- [TASK OBJECTIVE]:
Revise the data starting at its first line and ending at the line containing "[(149, 207), (156, 206), (156, 200), (149, 201)]", replacing "window" with "skylight" wherever it appears and keeping everything else the same. Leave out the pictures.

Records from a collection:
____
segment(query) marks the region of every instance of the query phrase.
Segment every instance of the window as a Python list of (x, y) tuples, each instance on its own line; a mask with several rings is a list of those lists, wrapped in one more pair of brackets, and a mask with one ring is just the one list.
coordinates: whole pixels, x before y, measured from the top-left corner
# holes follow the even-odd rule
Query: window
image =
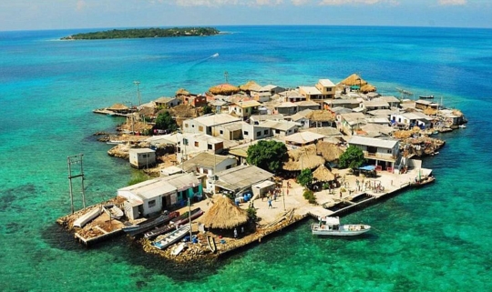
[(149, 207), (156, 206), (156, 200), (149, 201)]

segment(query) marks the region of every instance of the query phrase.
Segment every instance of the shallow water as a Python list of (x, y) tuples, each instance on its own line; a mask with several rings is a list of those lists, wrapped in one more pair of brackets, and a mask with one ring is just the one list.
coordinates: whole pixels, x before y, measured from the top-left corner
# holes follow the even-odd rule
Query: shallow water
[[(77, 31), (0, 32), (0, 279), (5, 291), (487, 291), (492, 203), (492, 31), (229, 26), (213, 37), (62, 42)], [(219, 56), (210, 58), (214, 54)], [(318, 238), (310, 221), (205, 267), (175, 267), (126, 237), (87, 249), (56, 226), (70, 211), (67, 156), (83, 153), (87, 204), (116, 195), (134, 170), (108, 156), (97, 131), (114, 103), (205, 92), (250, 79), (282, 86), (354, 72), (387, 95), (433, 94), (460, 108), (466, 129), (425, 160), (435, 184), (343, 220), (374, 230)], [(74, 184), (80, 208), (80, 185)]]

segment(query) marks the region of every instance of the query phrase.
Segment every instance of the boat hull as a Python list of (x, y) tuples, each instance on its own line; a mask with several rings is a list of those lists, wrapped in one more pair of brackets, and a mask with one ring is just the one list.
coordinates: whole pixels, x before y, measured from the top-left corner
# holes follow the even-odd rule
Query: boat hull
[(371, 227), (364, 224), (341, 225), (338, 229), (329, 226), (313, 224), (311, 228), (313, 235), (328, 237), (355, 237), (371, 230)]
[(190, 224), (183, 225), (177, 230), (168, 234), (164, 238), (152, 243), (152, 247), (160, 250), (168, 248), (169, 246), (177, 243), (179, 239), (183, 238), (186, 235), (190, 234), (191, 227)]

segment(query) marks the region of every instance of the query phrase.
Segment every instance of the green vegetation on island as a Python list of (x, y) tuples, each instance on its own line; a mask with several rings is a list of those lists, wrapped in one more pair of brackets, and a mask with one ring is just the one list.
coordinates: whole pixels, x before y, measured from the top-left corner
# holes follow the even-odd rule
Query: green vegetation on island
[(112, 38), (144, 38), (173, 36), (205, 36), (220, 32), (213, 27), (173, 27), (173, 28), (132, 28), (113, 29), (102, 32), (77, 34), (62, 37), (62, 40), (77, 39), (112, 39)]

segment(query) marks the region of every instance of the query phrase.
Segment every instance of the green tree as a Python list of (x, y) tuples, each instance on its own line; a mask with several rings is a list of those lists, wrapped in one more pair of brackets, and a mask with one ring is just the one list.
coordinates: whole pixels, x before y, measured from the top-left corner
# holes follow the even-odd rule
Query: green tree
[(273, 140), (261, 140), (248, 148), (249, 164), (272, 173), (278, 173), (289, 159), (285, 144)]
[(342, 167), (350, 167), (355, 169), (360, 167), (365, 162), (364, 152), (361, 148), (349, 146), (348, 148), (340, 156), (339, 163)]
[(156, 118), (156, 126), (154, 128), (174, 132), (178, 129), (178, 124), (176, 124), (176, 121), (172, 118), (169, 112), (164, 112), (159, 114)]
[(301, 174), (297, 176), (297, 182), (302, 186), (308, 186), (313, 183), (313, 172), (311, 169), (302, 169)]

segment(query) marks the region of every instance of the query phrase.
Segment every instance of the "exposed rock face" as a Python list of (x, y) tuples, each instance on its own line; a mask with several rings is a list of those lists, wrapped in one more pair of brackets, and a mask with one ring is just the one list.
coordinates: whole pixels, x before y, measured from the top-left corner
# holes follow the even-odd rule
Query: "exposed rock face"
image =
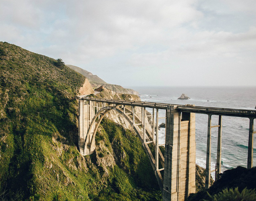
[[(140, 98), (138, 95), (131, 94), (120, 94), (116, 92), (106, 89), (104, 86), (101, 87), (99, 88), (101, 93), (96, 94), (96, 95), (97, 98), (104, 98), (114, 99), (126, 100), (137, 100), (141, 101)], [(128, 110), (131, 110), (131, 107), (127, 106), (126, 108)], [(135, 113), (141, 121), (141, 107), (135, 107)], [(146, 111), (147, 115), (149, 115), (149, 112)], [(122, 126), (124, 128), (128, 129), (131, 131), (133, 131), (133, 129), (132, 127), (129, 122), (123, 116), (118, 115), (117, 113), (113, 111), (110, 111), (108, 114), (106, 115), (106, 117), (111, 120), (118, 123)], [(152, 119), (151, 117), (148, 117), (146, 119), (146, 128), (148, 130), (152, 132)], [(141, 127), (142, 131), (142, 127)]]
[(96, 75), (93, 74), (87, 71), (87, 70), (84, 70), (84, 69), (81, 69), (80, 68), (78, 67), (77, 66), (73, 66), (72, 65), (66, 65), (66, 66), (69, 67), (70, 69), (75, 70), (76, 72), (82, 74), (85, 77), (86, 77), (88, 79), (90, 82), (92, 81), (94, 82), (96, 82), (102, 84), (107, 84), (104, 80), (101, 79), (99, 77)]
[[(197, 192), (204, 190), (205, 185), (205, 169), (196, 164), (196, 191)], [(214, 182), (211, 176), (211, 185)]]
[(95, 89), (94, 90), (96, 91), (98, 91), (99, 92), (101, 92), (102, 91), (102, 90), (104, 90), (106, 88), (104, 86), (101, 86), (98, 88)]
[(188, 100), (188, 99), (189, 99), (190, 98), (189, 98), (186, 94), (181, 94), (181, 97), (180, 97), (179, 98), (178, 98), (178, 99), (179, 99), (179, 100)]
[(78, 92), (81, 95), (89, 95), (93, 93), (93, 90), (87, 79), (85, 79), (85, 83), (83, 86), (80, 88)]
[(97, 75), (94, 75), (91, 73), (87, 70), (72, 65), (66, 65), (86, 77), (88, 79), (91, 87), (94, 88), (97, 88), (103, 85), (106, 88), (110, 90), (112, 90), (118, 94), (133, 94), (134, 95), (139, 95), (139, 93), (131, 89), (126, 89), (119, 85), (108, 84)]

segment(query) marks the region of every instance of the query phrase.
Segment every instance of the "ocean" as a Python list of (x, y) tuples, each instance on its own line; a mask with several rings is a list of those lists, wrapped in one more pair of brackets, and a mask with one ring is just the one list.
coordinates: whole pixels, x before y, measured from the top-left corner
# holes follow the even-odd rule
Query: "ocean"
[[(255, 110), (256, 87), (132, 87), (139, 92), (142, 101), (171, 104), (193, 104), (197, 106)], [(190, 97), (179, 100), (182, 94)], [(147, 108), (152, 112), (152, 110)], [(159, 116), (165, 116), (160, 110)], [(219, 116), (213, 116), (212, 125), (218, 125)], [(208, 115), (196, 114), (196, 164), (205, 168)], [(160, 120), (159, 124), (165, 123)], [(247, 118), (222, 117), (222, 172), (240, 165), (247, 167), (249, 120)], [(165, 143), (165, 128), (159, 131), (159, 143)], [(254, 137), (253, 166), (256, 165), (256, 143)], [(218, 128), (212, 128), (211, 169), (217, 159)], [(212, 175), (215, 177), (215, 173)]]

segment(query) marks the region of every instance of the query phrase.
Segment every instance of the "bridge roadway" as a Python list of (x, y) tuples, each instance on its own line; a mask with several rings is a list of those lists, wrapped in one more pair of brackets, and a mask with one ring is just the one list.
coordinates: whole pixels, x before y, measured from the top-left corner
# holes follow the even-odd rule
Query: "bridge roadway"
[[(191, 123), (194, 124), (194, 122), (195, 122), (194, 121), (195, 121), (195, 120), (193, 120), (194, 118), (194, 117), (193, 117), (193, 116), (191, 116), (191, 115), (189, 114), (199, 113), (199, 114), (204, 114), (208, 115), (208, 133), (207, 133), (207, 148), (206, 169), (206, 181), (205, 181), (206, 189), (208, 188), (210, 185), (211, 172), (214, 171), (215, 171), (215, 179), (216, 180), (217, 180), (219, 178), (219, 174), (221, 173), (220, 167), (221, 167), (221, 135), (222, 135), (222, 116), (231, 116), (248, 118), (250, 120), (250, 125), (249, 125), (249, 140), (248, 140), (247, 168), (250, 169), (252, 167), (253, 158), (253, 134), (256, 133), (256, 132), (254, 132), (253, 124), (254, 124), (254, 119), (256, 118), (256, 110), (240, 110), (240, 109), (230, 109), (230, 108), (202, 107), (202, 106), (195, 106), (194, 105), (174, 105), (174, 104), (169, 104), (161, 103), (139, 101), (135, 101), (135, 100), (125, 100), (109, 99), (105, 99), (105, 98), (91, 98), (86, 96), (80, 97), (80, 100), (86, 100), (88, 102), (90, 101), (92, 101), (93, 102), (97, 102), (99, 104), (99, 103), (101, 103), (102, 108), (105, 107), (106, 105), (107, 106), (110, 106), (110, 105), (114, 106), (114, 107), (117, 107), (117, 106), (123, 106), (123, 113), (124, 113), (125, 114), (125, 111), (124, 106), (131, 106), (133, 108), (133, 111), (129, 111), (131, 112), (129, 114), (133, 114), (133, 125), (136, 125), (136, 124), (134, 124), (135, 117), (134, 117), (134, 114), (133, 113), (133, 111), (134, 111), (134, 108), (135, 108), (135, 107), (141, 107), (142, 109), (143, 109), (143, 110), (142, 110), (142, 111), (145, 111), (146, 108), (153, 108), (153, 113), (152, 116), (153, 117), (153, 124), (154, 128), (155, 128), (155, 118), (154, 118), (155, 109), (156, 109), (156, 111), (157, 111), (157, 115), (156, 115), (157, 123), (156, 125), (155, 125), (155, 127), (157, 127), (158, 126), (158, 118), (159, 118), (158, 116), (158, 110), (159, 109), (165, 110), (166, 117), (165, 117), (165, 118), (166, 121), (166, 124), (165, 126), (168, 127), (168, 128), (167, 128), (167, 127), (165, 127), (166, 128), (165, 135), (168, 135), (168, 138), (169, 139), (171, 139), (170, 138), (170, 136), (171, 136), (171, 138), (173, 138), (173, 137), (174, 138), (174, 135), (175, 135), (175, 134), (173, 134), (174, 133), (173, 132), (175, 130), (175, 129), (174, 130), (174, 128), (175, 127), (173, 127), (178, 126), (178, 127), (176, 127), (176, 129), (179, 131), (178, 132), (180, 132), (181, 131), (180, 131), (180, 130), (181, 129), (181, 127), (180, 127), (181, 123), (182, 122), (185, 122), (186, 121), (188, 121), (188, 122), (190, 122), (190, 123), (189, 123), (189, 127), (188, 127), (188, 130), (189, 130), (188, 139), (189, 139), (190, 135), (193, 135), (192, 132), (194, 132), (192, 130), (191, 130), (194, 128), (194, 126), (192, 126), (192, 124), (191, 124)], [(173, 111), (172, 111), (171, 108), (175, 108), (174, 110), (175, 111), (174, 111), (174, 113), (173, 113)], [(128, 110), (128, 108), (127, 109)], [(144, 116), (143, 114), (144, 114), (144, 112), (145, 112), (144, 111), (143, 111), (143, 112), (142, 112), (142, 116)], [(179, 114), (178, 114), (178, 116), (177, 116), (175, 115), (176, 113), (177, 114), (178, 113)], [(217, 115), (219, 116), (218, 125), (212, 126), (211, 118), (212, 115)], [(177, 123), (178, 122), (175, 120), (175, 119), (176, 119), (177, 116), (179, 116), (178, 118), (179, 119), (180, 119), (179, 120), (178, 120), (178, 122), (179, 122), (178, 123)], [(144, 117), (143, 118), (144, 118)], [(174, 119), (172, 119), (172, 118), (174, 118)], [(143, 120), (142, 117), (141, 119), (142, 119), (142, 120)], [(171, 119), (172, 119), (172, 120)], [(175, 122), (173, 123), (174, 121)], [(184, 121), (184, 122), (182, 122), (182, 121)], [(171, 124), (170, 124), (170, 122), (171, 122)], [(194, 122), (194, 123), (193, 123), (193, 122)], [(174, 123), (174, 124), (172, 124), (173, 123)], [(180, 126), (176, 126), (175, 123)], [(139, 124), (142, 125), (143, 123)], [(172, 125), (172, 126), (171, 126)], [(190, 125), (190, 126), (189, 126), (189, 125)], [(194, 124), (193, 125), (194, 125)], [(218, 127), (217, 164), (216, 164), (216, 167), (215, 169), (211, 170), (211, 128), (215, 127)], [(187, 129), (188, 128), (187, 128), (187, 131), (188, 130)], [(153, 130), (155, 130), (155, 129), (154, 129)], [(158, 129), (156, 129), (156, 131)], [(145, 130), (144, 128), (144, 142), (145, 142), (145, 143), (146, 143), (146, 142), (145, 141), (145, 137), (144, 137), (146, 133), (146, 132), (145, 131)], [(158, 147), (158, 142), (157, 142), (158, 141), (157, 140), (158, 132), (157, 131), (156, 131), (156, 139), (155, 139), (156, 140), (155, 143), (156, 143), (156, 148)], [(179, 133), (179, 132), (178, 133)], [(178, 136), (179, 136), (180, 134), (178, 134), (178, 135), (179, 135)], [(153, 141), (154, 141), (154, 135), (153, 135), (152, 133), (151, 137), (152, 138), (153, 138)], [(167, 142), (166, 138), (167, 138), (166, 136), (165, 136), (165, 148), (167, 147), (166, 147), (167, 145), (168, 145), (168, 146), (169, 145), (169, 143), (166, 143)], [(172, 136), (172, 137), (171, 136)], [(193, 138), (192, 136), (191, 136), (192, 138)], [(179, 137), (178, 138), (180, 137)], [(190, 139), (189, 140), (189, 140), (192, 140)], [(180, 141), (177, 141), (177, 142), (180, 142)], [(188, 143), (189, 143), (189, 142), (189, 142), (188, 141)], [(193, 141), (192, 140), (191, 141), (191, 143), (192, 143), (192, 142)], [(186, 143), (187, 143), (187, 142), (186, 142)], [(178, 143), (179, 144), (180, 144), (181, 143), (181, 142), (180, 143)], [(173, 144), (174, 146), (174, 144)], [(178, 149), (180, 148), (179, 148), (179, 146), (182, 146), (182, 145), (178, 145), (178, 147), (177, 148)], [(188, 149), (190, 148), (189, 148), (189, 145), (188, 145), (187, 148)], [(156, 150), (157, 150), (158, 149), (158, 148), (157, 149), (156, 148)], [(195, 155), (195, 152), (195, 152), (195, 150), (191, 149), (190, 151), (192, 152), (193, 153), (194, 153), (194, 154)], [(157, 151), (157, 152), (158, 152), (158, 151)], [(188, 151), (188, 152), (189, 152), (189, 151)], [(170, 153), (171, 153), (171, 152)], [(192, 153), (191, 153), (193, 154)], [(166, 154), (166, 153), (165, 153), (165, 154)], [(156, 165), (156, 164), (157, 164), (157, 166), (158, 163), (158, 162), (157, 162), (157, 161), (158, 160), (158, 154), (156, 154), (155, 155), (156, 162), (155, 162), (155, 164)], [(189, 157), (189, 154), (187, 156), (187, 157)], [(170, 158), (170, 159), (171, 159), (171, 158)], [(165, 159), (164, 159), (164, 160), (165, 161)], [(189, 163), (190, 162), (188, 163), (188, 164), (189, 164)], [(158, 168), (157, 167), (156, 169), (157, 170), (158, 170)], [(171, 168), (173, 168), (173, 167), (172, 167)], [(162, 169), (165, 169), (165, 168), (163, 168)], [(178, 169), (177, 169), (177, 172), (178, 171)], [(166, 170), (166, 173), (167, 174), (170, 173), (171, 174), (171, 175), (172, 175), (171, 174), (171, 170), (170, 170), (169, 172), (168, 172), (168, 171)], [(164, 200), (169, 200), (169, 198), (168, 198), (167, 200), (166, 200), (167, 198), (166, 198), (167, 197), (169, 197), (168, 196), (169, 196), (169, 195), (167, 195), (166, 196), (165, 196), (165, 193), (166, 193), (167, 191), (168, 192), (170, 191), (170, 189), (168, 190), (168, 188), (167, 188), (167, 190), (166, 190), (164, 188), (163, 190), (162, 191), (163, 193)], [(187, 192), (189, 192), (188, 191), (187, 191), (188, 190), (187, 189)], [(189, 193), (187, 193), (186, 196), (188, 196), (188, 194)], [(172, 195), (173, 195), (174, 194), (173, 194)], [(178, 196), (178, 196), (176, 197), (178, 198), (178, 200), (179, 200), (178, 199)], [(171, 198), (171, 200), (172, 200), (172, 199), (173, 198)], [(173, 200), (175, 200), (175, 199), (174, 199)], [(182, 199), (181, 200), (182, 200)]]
____
- [FULL OUTPUT]:
segment(query) marks the region of every instance of the query phrase.
Segment every instance of the skylight as a Python list of (x, y) tuples, each instance on its own line; a mask with several rings is a list of those lists, wrapped in one more pair of brackets, and a mask with one ring is just the one list.
coordinates: whole pixels, x before y, measured from the top-left corner
# holes follow the even-odd rule
Query: skylight
image =
[(149, 207), (156, 206), (156, 200), (149, 201)]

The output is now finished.